EJERCICIO BREVE A> Transcribe, por favor, todas las líneas de los registros que contengan la palabra "wall". Se distinguen mayúsculas y minúsculas.

El texto describe la vida en Francia durante la ocupación alemana: Normandía, la Resistencia, relaciones con soldados alemanes, su novia catalana, y los días previos a la Liberación en 1944.
El 6 de junio de 1944 los ejércitos aliados llegaron a las costas francesas con once mil aviones y cinco mil barcos. A una distancia que hoy se recorre en menos de dos horas se desplegó la mayor batalla de la historia militar. La Muralla del Atlántico[1], construida con el sudor de centenares de miles de trabajadores forzosos, la mayoría republicanos españoles, comenzó a tambalearse hasta que se quebró a los pocos días.
En el curso de un mes se tomó Cherbourg, después Caen y, a finales de junio, Rouen. El camino a París quedaba libre. En julio las divisiones alemanas iniciaron la retirada que se convirtió en huida a principios de agosto. Los ejércitos aliados avanzaban hacia París.
En la idílica ciudad donde vivía entonces aún no se oía el estruendo de los cañones. Se sabía que habían llegado los aliados pero desconocíamos los detalles de los movimientos de las tropas.
El duro régimen de los ocupantes alemanes continuaba con el riguroso control de la Gestapo y la Feldgendarmerie y con el gris de los uniformes de la Wehrmacht mezclándose con los transeúntes. La población civil seguía sufriendo las acostumbradas penurias mientras se celebraban suntuosos festines en el Soldatenheim.
Sin embargo se intuía el olor de la Liberación. Las autoridades francesas ya no cumplían con todo su empeño las órdenes recibidas de la Kommandantura y los gendarmes se abstenían de proceder con rigor contra los maquisards.

EJERCICIO BREVE B> Traduce al inglés esta oración del texto sobre la ocupación alemana de Francia: "En julio las divisiones alemanas iniciaron la retirada que se convirtió en huida a principios de agosto."

DATOS PROPORCIONADOS>
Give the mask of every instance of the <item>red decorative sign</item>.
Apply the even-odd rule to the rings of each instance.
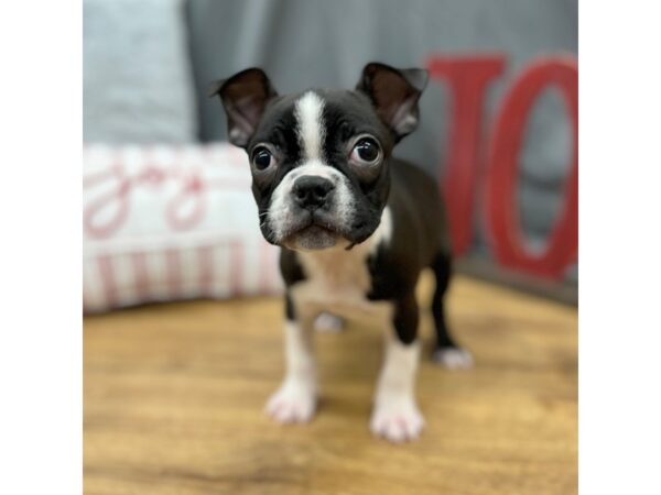
[[[545,57],[527,66],[506,90],[491,132],[481,139],[480,120],[487,86],[505,67],[505,56],[434,56],[433,78],[446,81],[453,95],[447,170],[443,189],[449,213],[453,250],[470,246],[475,193],[480,189],[481,157],[485,217],[494,254],[503,266],[561,278],[578,251],[578,68],[574,56]],[[542,90],[560,90],[572,128],[572,163],[562,211],[540,253],[532,252],[517,210],[517,168],[528,117]],[[487,142],[484,147],[483,143]],[[485,153],[486,151],[486,153]]]

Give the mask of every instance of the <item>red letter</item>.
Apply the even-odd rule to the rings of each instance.
[[[531,64],[503,98],[489,150],[486,184],[487,227],[497,260],[512,268],[560,278],[578,249],[578,68],[571,57]],[[572,125],[572,163],[563,210],[541,254],[525,248],[517,210],[517,162],[528,114],[539,94],[555,86]]]
[[[449,151],[441,185],[455,254],[470,248],[483,103],[487,85],[503,67],[503,55],[433,56],[427,61],[431,77],[447,80],[451,90]]]

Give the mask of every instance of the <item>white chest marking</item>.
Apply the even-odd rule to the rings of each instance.
[[[327,310],[347,319],[379,318],[379,323],[384,323],[392,308],[387,301],[367,299],[371,288],[367,258],[381,243],[389,242],[391,233],[392,217],[387,207],[375,233],[351,250],[338,246],[299,252],[306,279],[292,287],[296,310],[308,317]]]

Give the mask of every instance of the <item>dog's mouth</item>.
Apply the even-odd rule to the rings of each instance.
[[[311,215],[284,237],[282,244],[293,250],[324,250],[335,246],[342,238],[335,226]]]

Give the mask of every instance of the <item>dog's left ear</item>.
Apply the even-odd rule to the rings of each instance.
[[[418,127],[418,100],[427,79],[429,73],[424,69],[397,69],[372,62],[362,69],[356,89],[371,99],[377,113],[399,141]]]
[[[209,97],[216,95],[227,112],[229,141],[240,147],[248,145],[267,105],[278,96],[269,77],[256,67],[213,82]]]

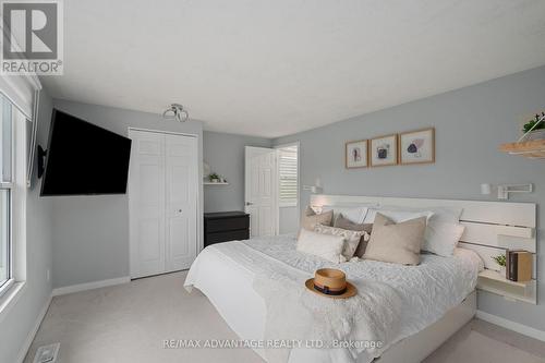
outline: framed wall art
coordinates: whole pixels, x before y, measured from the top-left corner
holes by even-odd
[[[366,140],[348,142],[344,153],[344,167],[347,169],[366,168],[368,166]]]
[[[402,165],[435,162],[435,129],[399,134],[399,157]]]
[[[371,140],[370,158],[372,167],[398,164],[398,135],[385,135]]]

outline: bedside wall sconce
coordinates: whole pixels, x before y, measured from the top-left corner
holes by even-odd
[[[303,191],[310,191],[312,194],[320,194],[324,191],[322,180],[316,178],[314,185],[303,185]]]
[[[488,183],[481,184],[481,194],[489,195],[492,194],[493,185]],[[499,184],[498,189],[498,199],[509,199],[509,193],[532,193],[534,191],[534,185],[529,184]]]

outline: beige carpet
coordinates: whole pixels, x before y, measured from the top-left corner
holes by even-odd
[[[206,297],[182,288],[184,278],[178,273],[55,298],[25,363],[53,342],[61,343],[62,363],[263,362],[246,349],[164,349],[166,339],[238,339]],[[425,362],[545,362],[537,358],[544,347],[474,320]]]

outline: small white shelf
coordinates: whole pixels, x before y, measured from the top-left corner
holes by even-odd
[[[535,280],[511,281],[493,269],[485,269],[479,274],[477,289],[502,295],[508,300],[536,304],[535,286]]]

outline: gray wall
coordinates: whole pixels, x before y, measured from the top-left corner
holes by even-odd
[[[43,92],[38,113],[38,142],[46,143],[51,119],[51,99]],[[15,305],[0,322],[0,362],[16,362],[28,332],[49,301],[51,279],[51,201],[39,197],[39,184],[34,172],[33,189],[26,205],[26,288]]]
[[[203,134],[204,161],[229,182],[204,186],[204,210],[244,210],[244,146],[270,147],[271,141],[209,131]]]
[[[322,179],[326,194],[494,199],[480,194],[484,182],[535,184],[535,192],[511,199],[545,199],[545,162],[500,153],[516,141],[520,121],[545,108],[545,68],[352,118],[275,140],[300,141],[301,184]],[[372,169],[344,169],[344,142],[421,128],[436,128],[436,162]],[[303,192],[301,207],[308,201]],[[541,205],[540,205],[541,207]],[[538,208],[540,209],[540,208]],[[538,211],[538,305],[480,292],[479,308],[545,330],[545,214]],[[541,277],[541,278],[540,278]]]
[[[280,207],[278,227],[280,234],[294,233],[299,230],[299,206],[298,207]]]
[[[201,121],[179,123],[154,113],[58,99],[55,100],[55,107],[122,135],[128,134],[130,126],[196,134],[198,159],[202,160]],[[202,190],[199,193],[199,206],[202,206]],[[49,198],[53,203],[55,288],[129,276],[126,195]]]

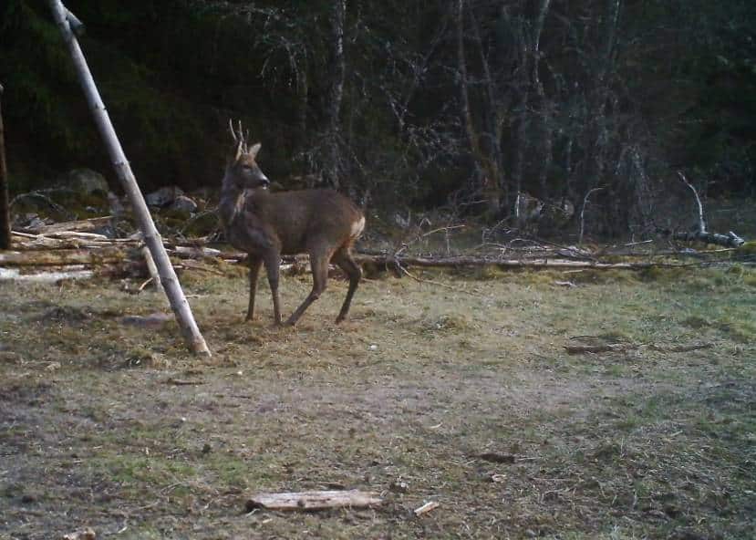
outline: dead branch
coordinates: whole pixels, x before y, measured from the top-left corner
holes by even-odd
[[[696,203],[699,205],[699,231],[706,233],[706,220],[703,218],[703,204],[701,203],[701,198],[699,197],[699,192],[696,191],[693,184],[688,182],[688,179],[685,178],[685,174],[682,173],[682,171],[678,171],[678,176],[679,176],[685,185],[690,188],[690,191],[693,192],[693,195],[696,197]]]
[[[689,233],[675,233],[672,238],[680,242],[703,242],[704,244],[714,244],[727,247],[740,247],[745,244],[745,240],[738,236],[732,231],[727,234],[718,233],[708,233],[706,231],[692,231]]]
[[[588,205],[588,198],[591,196],[591,194],[595,193],[595,192],[600,192],[603,189],[604,187],[597,187],[589,190],[588,192],[585,193],[585,196],[583,198],[583,206],[580,208],[580,233],[577,235],[578,245],[583,244],[583,233],[585,230],[585,206]]]
[[[704,219],[703,213],[703,203],[701,202],[701,198],[699,196],[699,192],[696,191],[693,184],[688,182],[688,179],[685,177],[685,174],[682,173],[682,171],[678,171],[678,176],[679,176],[685,185],[687,185],[690,191],[693,192],[693,195],[696,197],[696,204],[699,207],[699,223],[697,230],[690,233],[675,233],[672,237],[675,240],[679,240],[681,242],[698,241],[705,244],[724,245],[727,247],[739,247],[745,244],[745,240],[738,236],[732,231],[730,231],[727,234],[709,233],[706,227],[706,220]]]
[[[596,354],[600,352],[626,352],[637,348],[631,343],[605,343],[602,345],[565,345],[567,354]]]

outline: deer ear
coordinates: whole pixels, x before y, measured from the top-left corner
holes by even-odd
[[[263,145],[261,143],[257,142],[257,143],[254,144],[251,149],[249,149],[249,151],[247,153],[250,156],[252,156],[253,160],[257,156],[257,152],[260,151],[260,147],[261,146],[263,146]]]

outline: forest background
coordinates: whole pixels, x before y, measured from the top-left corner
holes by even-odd
[[[637,237],[691,201],[678,171],[705,200],[756,195],[749,0],[67,6],[145,191],[219,187],[238,119],[283,186],[377,210],[492,222],[521,192],[590,192],[595,234]],[[0,43],[11,194],[77,167],[118,190],[47,3],[3,3]]]

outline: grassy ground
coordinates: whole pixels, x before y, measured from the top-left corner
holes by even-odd
[[[123,318],[154,293],[0,285],[0,538],[752,537],[752,271],[424,277],[364,282],[340,326],[334,280],[291,329],[187,274],[210,360]],[[628,348],[564,348],[600,343]],[[244,511],[340,487],[385,504]]]

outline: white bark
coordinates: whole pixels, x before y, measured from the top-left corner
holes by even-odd
[[[171,303],[173,314],[176,316],[176,321],[179,323],[179,327],[190,348],[196,354],[210,356],[210,350],[200,333],[200,329],[197,327],[197,323],[194,321],[189,302],[187,302],[186,296],[181,290],[179,279],[176,276],[173,266],[171,265],[168,254],[163,247],[160,234],[155,228],[155,223],[152,222],[152,217],[147,209],[144,197],[137,184],[137,180],[131,171],[131,167],[129,165],[129,161],[120,146],[113,125],[110,123],[108,111],[105,109],[105,105],[92,78],[92,74],[89,72],[87,60],[84,58],[84,54],[81,52],[81,47],[78,46],[76,36],[71,31],[67,18],[68,12],[60,0],[49,0],[49,5],[53,12],[53,18],[60,28],[66,45],[68,47],[68,51],[74,61],[74,66],[84,94],[87,97],[87,101],[92,109],[92,114],[99,130],[100,136],[105,141],[108,151],[110,154],[110,161],[123,185],[123,189],[129,196],[131,207],[134,209],[134,215],[144,235],[144,242],[147,244],[155,260],[155,265],[161,275],[161,281],[165,287],[166,296]]]

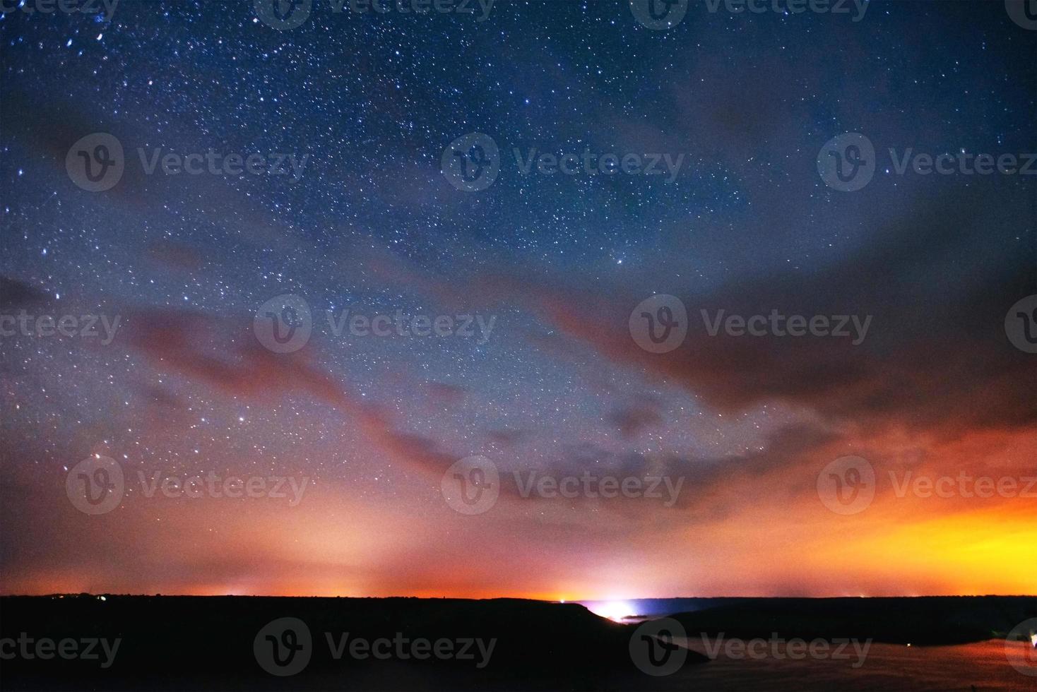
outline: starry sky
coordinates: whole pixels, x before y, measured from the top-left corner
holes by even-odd
[[[899,497],[889,473],[1037,475],[1035,180],[899,174],[889,148],[1037,150],[1037,32],[1001,2],[866,16],[499,0],[484,21],[351,15],[277,30],[252,2],[123,0],[0,19],[0,313],[119,318],[111,343],[0,337],[0,590],[341,596],[1033,593],[1037,502]],[[110,190],[71,148],[124,149]],[[451,143],[488,135],[468,192]],[[863,190],[818,152],[864,134]],[[682,155],[666,176],[524,173],[513,151]],[[151,155],[272,154],[301,174],[147,173]],[[305,158],[304,158],[305,157]],[[312,311],[301,349],[267,301]],[[628,320],[679,296],[651,353]],[[338,315],[494,319],[481,338],[336,335]],[[835,338],[709,337],[700,309],[870,315]],[[465,515],[441,481],[515,470],[682,479],[677,501],[523,497]],[[852,516],[816,481],[879,483]],[[69,469],[117,461],[105,514]],[[274,497],[148,497],[137,482],[306,478]],[[898,477],[899,478],[899,477]]]

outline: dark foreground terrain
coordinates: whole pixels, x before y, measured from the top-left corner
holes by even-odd
[[[731,660],[724,654],[709,662],[696,653],[703,652],[698,639],[777,634],[938,646],[1003,638],[1037,617],[1037,597],[697,599],[694,607],[673,615],[683,628],[673,634],[684,635],[677,641],[692,651],[680,669],[655,676],[632,659],[638,626],[602,619],[578,604],[4,597],[0,690],[706,690],[758,689],[767,681],[773,689],[786,689],[779,685],[782,675],[790,676],[786,682],[794,689],[808,689],[803,674],[813,673],[803,667],[796,674],[796,666],[809,665],[834,675],[816,689],[852,680],[865,686],[853,689],[934,689],[913,687],[909,672],[887,670],[889,661],[900,665],[897,652],[919,650],[887,652],[879,644],[864,666]],[[1008,687],[986,689],[1012,689],[1016,682],[1027,689],[1037,682],[999,663],[1000,646],[989,648],[991,675],[1004,674]],[[945,650],[927,651],[929,665],[938,667]],[[905,671],[912,660],[905,660]]]

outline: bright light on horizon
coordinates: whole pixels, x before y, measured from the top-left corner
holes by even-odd
[[[623,618],[638,614],[629,601],[602,601],[587,606],[587,609],[598,617],[608,617],[616,623],[622,623]]]

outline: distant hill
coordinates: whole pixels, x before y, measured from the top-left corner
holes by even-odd
[[[728,637],[755,638],[777,632],[786,639],[958,644],[1003,638],[1019,623],[1037,617],[1034,596],[695,601],[694,611],[673,615],[691,636],[724,632]]]
[[[272,621],[303,621],[311,657],[290,676],[265,672],[254,643]],[[637,689],[652,679],[632,662],[633,626],[602,619],[579,604],[495,599],[338,599],[249,597],[65,596],[0,598],[0,639],[34,638],[121,642],[114,663],[101,659],[0,662],[0,689],[119,690],[556,690],[595,689],[629,679]],[[351,642],[449,639],[465,660],[395,654],[388,660],[352,658]],[[331,635],[331,642],[328,635]],[[298,633],[264,634],[299,645]],[[17,642],[16,642],[17,644]],[[269,651],[269,644],[263,643]],[[445,644],[444,644],[445,645]],[[342,654],[336,660],[336,647]],[[444,650],[445,651],[445,650]],[[383,650],[385,653],[385,650]],[[414,652],[411,652],[412,654]],[[287,656],[285,657],[287,659]],[[706,662],[690,652],[684,665]],[[477,667],[480,663],[483,665]]]

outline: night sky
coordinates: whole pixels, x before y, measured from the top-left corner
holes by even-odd
[[[0,590],[1033,593],[1037,487],[900,497],[890,473],[1037,475],[1037,355],[1005,329],[1037,293],[1037,180],[901,174],[889,149],[1037,151],[1037,31],[1000,0],[848,5],[693,3],[661,30],[604,0],[483,21],[315,0],[286,30],[236,0],[5,13],[0,314],[119,326],[0,337]],[[89,192],[66,158],[95,133],[124,172]],[[499,170],[469,192],[442,161],[473,133]],[[877,164],[853,192],[818,171],[846,133]],[[532,148],[682,157],[525,173]],[[148,174],[156,149],[284,154],[297,175]],[[690,321],[664,353],[629,328],[654,294]],[[312,334],[279,353],[254,327],[283,295]],[[473,331],[335,335],[346,309]],[[872,319],[854,345],[713,337],[701,310]],[[473,455],[502,486],[469,515],[441,482]],[[846,455],[878,479],[852,515],[817,489]],[[125,491],[91,515],[66,477],[97,456]],[[523,497],[512,471],[532,469],[682,487]],[[295,506],[148,497],[138,472],[307,485]]]

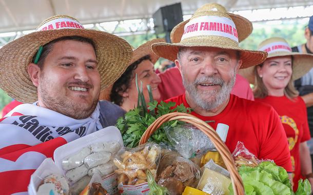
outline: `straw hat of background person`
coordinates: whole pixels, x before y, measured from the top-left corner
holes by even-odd
[[[131,57],[131,60],[129,62],[128,66],[131,65],[137,60],[147,55],[150,55],[152,63],[153,64],[155,64],[160,57],[156,55],[155,53],[152,51],[151,46],[154,43],[165,42],[165,40],[164,38],[154,38],[144,43],[137,48],[134,49],[133,50],[132,57]],[[110,94],[111,93],[111,90],[113,84],[103,90],[100,93],[99,100],[110,101]]]
[[[196,13],[203,11],[219,11],[223,12],[227,12],[227,11],[222,5],[212,3],[204,5],[198,8]],[[248,19],[239,15],[234,14],[227,12],[228,15],[231,18],[234,23],[238,32],[238,41],[242,42],[247,38],[252,32],[253,26],[252,23]],[[179,43],[181,41],[183,33],[184,33],[184,27],[185,25],[189,22],[189,20],[182,22],[176,25],[171,31],[170,38],[172,43]]]
[[[287,41],[280,37],[268,38],[260,44],[258,50],[266,51],[267,58],[291,55],[292,56],[292,76],[295,81],[301,78],[313,67],[313,54],[292,52]],[[241,70],[239,73],[245,77],[250,83],[254,84],[257,79],[255,67]]]
[[[85,29],[76,19],[64,15],[48,18],[36,31],[14,40],[0,49],[0,88],[23,103],[37,99],[37,88],[27,72],[40,46],[64,36],[79,36],[94,43],[101,89],[117,80],[127,67],[132,50],[123,39],[107,32]]]
[[[244,33],[246,30],[251,30],[250,27],[244,28],[249,26],[244,24],[246,24],[244,19],[237,22],[240,28],[243,28],[237,29],[232,17],[225,10],[216,11],[216,8],[212,9],[198,9],[185,24],[180,42],[154,44],[152,45],[153,51],[160,57],[174,62],[177,59],[180,47],[207,47],[236,50],[240,52],[242,61],[240,68],[258,65],[266,59],[266,52],[239,47],[238,32]],[[245,36],[247,36],[249,33],[247,33]]]

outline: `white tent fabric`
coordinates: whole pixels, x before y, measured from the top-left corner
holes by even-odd
[[[305,6],[311,0],[182,0],[184,14],[216,2],[229,11]],[[0,0],[0,33],[34,29],[45,19],[66,14],[82,24],[151,17],[160,7],[177,0]]]

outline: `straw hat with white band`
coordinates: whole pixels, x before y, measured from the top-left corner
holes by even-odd
[[[227,12],[197,11],[185,25],[179,43],[154,44],[152,48],[158,55],[173,62],[177,59],[181,47],[207,47],[239,51],[242,61],[241,68],[262,63],[266,59],[266,52],[239,47],[238,31]]]
[[[272,37],[262,42],[259,45],[258,50],[268,53],[267,58],[292,56],[292,80],[301,77],[313,68],[313,54],[292,52],[291,48],[283,38]],[[246,77],[250,83],[254,84],[255,67],[241,70],[240,74]]]
[[[114,83],[131,60],[132,50],[123,39],[107,32],[84,29],[76,19],[64,15],[50,17],[36,31],[24,35],[0,49],[0,88],[23,103],[37,100],[37,89],[27,73],[40,46],[64,36],[79,36],[94,43],[101,89]]]
[[[222,12],[227,12],[225,8],[215,3],[204,5],[201,7],[198,8],[195,12],[208,11],[218,11]],[[252,23],[248,19],[239,15],[234,14],[229,12],[227,12],[227,14],[231,18],[237,27],[238,32],[238,41],[241,42],[247,38],[252,32],[253,29]],[[172,43],[179,43],[180,42],[182,36],[184,33],[184,27],[189,22],[189,20],[182,22],[173,28],[170,34]]]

RESPUESTA DESARROLLADA A>
outline: framed wall art
outline: bedside wall sconce
outline: gray wall

RESPUESTA DESARROLLADA B> In July the German divisions began the retreat, which turned into a flight in early August.